_Dataset_:
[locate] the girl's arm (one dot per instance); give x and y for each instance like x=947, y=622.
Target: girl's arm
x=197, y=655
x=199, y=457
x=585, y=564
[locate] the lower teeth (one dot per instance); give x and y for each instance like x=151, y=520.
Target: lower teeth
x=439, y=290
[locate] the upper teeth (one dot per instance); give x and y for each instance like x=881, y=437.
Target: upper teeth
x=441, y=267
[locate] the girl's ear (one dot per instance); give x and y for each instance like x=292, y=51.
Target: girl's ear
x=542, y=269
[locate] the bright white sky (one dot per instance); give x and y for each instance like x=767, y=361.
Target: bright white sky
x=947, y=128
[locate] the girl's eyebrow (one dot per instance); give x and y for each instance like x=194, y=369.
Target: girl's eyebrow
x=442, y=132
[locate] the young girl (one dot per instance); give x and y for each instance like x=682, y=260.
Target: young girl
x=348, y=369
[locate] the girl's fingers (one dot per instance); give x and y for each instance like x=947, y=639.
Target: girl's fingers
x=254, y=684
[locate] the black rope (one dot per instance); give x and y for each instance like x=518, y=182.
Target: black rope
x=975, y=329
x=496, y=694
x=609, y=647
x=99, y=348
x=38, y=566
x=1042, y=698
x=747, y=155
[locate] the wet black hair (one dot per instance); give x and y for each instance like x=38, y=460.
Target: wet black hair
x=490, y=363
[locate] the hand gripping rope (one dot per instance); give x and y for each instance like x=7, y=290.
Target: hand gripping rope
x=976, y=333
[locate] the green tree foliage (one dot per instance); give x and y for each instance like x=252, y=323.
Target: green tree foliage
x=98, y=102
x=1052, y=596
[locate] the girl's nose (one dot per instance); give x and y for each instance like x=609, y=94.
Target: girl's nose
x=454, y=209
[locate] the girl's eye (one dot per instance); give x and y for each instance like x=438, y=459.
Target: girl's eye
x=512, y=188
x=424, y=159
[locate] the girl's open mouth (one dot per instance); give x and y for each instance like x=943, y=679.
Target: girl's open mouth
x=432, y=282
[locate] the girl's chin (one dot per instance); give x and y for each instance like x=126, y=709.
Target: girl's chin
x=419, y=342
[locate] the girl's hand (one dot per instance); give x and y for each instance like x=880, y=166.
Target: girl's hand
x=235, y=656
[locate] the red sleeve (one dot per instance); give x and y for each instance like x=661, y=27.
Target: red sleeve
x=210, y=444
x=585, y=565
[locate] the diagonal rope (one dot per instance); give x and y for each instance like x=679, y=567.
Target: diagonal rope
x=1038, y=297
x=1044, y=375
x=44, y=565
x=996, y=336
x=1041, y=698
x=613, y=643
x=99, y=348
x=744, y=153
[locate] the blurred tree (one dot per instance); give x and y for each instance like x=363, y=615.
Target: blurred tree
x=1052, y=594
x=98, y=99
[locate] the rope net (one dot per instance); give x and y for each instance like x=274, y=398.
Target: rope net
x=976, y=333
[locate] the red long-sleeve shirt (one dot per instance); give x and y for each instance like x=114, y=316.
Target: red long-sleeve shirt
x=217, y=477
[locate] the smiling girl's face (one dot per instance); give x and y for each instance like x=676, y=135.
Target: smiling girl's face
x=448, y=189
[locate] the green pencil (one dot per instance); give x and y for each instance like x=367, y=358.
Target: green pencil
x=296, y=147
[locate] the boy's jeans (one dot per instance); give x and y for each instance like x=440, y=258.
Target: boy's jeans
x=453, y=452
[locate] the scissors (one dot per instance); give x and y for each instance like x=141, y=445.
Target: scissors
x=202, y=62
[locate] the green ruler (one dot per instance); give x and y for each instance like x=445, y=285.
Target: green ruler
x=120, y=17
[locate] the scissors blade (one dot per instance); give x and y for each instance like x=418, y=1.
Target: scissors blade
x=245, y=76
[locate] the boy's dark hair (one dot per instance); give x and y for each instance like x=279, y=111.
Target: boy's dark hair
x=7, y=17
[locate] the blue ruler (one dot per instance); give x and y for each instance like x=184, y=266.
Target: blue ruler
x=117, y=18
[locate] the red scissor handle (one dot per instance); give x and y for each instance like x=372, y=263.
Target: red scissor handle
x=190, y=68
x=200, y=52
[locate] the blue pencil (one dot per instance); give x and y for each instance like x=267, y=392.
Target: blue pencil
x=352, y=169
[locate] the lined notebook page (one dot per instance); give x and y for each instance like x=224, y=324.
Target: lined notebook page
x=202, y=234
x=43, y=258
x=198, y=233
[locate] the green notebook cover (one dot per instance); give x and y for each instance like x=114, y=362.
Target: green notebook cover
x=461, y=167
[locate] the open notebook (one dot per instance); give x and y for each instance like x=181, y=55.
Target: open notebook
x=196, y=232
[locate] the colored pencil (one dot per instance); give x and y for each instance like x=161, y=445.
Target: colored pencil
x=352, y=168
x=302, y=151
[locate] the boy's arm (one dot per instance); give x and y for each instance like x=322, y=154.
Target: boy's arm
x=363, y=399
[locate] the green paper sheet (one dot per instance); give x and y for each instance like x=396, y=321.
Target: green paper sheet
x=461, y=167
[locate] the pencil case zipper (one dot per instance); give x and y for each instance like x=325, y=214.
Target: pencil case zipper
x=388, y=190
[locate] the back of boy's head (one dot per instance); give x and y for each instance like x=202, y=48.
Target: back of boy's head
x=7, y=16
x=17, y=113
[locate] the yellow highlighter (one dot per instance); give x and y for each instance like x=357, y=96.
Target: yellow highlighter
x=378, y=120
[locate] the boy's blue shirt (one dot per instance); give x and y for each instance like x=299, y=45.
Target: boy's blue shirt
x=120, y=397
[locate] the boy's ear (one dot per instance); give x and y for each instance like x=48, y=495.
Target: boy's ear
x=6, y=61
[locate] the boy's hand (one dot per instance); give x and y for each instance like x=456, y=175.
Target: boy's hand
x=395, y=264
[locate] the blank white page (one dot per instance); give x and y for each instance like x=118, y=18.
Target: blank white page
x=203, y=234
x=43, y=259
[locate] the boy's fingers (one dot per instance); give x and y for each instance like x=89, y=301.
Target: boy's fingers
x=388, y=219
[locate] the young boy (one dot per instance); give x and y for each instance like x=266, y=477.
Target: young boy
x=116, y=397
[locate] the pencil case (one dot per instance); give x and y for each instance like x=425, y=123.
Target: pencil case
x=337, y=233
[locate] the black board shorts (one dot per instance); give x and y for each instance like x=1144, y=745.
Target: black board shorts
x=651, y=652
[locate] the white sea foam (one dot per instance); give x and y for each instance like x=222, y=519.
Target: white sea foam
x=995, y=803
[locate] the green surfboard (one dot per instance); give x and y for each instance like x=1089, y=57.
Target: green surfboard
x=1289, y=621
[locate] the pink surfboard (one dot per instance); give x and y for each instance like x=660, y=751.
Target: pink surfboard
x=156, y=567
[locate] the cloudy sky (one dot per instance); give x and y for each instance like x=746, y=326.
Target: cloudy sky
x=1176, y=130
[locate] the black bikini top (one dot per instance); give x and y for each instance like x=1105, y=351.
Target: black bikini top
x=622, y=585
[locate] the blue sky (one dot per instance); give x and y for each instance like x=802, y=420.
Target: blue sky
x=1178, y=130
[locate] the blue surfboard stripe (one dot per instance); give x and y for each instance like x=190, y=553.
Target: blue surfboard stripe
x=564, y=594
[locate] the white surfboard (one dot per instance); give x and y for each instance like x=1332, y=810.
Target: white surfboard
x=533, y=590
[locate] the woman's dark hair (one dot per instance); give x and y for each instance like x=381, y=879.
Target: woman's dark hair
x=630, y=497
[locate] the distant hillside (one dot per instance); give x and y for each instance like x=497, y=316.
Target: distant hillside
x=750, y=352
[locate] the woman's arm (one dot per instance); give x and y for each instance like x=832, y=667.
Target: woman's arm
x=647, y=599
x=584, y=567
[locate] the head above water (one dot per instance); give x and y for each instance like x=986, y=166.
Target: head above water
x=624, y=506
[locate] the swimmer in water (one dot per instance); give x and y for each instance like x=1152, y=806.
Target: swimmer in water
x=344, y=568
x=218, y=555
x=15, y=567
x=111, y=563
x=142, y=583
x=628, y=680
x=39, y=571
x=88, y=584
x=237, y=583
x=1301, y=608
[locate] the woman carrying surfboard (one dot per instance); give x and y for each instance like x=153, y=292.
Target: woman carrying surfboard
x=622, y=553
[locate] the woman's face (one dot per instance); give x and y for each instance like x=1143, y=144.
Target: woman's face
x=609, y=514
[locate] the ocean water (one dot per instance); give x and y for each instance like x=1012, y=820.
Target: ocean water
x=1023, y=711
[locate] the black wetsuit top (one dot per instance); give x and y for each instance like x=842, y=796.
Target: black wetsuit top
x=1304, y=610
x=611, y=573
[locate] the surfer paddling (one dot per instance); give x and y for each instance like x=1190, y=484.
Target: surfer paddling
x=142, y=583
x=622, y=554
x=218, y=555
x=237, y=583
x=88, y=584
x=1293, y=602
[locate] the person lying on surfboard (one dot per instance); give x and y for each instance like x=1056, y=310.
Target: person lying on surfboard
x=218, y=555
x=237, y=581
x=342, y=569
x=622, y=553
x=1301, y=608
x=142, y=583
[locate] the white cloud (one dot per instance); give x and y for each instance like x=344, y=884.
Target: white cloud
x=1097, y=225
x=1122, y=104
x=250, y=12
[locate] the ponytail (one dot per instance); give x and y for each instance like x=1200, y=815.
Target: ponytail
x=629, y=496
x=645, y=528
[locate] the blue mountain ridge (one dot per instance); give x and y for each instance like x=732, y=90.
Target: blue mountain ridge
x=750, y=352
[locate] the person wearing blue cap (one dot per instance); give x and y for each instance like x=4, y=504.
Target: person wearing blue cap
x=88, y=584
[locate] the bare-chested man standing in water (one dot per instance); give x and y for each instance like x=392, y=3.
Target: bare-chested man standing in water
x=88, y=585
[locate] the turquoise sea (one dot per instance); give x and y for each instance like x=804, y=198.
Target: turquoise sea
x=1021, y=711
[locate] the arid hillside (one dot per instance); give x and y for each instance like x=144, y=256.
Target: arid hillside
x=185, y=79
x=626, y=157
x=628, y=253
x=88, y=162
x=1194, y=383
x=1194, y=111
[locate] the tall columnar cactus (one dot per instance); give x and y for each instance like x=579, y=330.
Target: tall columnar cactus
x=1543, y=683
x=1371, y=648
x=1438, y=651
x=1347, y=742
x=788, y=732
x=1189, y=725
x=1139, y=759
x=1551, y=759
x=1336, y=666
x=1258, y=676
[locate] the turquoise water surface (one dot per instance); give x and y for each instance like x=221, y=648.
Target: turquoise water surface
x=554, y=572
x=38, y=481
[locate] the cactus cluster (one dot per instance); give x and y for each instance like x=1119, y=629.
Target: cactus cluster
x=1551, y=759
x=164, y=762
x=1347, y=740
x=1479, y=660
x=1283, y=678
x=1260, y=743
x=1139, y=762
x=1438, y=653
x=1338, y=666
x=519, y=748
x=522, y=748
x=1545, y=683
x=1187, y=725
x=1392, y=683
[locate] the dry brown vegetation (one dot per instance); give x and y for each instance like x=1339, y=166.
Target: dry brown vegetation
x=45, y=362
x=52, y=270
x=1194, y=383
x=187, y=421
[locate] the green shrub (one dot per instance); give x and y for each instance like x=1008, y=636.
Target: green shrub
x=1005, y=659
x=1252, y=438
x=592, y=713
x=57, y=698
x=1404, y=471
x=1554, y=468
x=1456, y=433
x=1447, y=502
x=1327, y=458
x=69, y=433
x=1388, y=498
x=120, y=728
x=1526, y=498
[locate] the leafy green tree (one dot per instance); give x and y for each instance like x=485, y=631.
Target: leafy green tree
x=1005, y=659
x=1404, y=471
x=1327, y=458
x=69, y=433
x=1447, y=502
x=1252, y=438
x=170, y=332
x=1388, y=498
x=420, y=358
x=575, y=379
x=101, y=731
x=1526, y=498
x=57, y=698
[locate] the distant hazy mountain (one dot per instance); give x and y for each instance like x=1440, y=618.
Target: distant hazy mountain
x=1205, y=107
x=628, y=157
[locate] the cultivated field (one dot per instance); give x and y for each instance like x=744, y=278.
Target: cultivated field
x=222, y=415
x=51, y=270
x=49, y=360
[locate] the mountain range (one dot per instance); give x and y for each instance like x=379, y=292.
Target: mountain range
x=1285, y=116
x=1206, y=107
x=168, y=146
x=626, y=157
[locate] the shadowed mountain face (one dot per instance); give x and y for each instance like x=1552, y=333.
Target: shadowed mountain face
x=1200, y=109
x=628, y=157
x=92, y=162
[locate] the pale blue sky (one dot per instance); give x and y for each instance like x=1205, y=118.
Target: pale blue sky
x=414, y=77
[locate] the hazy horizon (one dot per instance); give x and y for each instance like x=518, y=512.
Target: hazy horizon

_Your goal_: The only acceptable answer is a number: how many lines in the data above hold the word "horizon".

_Written answer_: 2